> [Quoted text]
•••••

IS THE COUNTRY ‘ON TRACK’?
20 Western Railway employees, were selected as eligible for promotion and appeared for a 150-mark question paper. An internal examination, it included basic questions the answers of which, as reported, officials with a few years of experience would and should have
RESULT: All 20 staff members flunked, with none able to score even as much as 90 out of 150. Just as a reminder, these people were considered eligible for promotion!
At this point, it might help to say where I am headed to right now.
I am on my way to my college, and from today, the Second Year Junior College students' First Terminal examination begins. When I will reach college, there will be talks around of two types. One, talks deriding those who have prepared well. And second, nonchalant talks glorifying, romanticizing and boasting mediocrity:
"Have you studied?" "I haven't even covered half the portion." "I hope I pass!" "I did not open the book until today morning…"
The list of baseless excuses is exasperating and endless.
This is, however not about naive college students who, so far, don't seem consequential for the society or country at large. Baffling would be this explicit comparison I have made, because there doesn't seem to be anything in common. Except one aspect, our attitude. Am I talking about an attitude towards examinations? Because it has been long since we have rationalized the importance of an examination. Having been a home-schooler, I firmly believe in the futility of it.

•••••

> [Data provided]
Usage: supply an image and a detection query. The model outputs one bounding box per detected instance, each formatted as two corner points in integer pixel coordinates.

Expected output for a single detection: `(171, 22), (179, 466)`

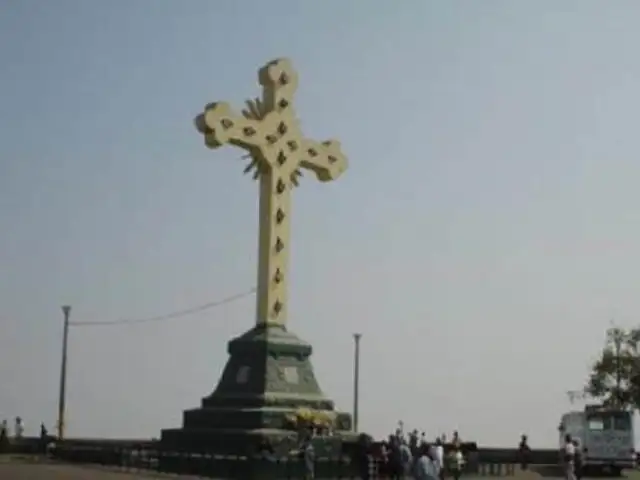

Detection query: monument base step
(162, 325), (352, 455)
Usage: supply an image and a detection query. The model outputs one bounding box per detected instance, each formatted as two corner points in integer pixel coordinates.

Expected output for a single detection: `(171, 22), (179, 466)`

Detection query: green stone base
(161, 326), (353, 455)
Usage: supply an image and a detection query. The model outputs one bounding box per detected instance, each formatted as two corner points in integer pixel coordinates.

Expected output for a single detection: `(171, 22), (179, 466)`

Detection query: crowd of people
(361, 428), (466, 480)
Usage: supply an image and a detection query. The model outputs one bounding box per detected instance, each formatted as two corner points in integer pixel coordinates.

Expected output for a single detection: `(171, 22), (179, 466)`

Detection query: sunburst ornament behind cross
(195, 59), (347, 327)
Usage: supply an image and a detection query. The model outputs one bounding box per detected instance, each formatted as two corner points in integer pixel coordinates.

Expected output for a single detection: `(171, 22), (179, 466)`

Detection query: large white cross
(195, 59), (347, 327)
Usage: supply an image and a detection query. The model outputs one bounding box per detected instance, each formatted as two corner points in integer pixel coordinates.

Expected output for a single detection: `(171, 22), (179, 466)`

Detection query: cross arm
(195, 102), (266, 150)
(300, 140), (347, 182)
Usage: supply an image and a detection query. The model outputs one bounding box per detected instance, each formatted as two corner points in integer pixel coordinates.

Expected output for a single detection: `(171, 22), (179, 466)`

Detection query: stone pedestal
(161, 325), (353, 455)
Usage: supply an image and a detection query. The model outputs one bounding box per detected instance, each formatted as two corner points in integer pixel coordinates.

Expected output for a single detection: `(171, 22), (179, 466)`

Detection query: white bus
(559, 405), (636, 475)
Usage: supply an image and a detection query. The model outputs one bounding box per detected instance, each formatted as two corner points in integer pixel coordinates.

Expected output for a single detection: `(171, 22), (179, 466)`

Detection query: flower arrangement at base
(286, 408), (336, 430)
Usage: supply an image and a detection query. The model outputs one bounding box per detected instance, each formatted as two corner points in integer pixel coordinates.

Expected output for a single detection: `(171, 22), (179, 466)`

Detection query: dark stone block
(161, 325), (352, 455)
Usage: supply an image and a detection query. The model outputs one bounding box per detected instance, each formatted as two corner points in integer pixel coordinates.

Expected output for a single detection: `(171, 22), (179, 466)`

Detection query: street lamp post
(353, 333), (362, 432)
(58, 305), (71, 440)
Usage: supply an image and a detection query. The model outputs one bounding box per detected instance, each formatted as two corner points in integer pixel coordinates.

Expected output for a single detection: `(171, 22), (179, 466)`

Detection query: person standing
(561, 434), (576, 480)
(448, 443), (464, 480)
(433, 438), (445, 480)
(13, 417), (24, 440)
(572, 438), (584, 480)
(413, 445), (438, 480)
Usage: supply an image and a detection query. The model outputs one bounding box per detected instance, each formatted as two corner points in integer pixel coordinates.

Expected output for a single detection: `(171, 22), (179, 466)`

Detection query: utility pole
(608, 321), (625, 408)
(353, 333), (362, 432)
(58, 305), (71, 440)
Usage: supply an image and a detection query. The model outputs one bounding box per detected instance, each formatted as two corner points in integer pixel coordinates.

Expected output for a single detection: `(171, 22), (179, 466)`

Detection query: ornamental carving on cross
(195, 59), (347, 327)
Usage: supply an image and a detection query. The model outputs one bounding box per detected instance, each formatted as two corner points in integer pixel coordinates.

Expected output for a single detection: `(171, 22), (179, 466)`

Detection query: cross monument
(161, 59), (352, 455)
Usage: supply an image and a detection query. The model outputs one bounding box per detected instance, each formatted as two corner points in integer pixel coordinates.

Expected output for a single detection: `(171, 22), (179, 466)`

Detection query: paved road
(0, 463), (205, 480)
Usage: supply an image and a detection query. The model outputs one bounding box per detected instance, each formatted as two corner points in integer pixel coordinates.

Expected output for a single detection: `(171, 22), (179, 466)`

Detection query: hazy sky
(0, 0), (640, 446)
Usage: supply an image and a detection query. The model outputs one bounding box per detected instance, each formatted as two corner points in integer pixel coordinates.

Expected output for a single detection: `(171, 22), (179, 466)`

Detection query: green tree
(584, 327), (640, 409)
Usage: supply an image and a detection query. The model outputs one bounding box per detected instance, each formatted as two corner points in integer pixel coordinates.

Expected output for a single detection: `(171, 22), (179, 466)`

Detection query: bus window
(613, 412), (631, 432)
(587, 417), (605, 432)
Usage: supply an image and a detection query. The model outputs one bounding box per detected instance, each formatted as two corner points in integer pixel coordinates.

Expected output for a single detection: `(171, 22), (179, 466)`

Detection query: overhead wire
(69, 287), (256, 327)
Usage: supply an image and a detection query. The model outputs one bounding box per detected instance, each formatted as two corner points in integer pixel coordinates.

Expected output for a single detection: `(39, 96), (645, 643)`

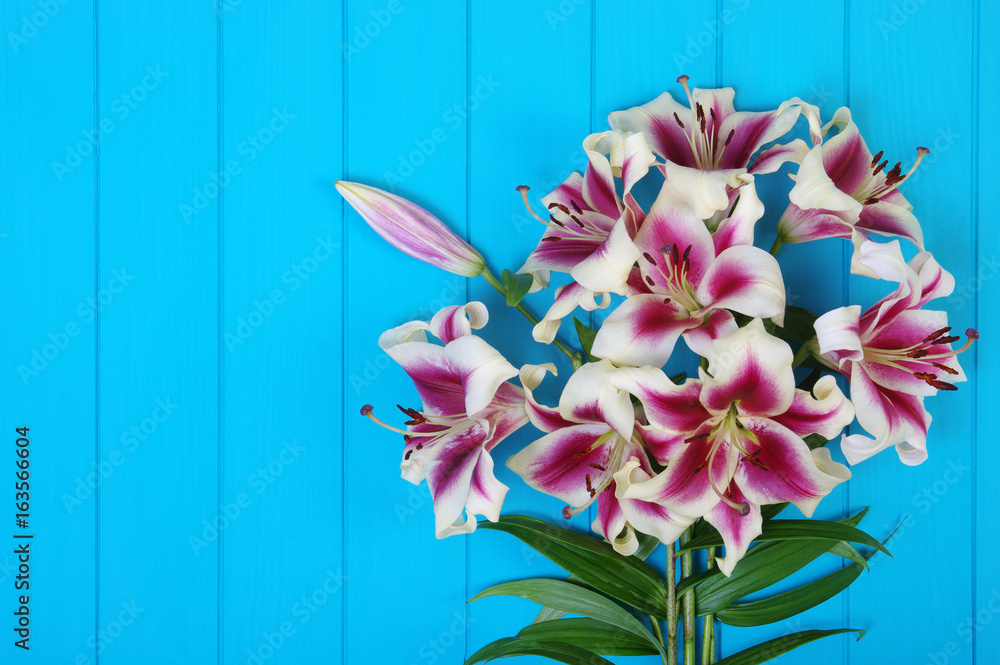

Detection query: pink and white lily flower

•••••

> [Stated task A]
From the essay on the railway promotion exam, list every remark it quotes from the students' talk before the examination.
> [Stated task B]
Repeat word for word the part of the essay on the railway promotion exam that begins at "IS THE COUNTRY" and stops after "to right now.".

> [Full solution A]
"Have you studied?"
"I haven't even covered half the portion."
"I hope I pass!"
"I did not open the book until today morning…"

> [Full solution B]
IS THE COUNTRY ‘ON TRACK’?
20 Western Railway employees, were selected as eligible for promotion and appeared for a 150-mark question paper. An internal examination, it included basic questions the answers of which, as reported, officials with a few years of experience would and should have
RESULT: All 20 staff members flunked, with none able to score even as much as 90 out of 150. Just as a reminder, these people were considered eligible for promotion!
At this point, it might help to say where I am headed to right now.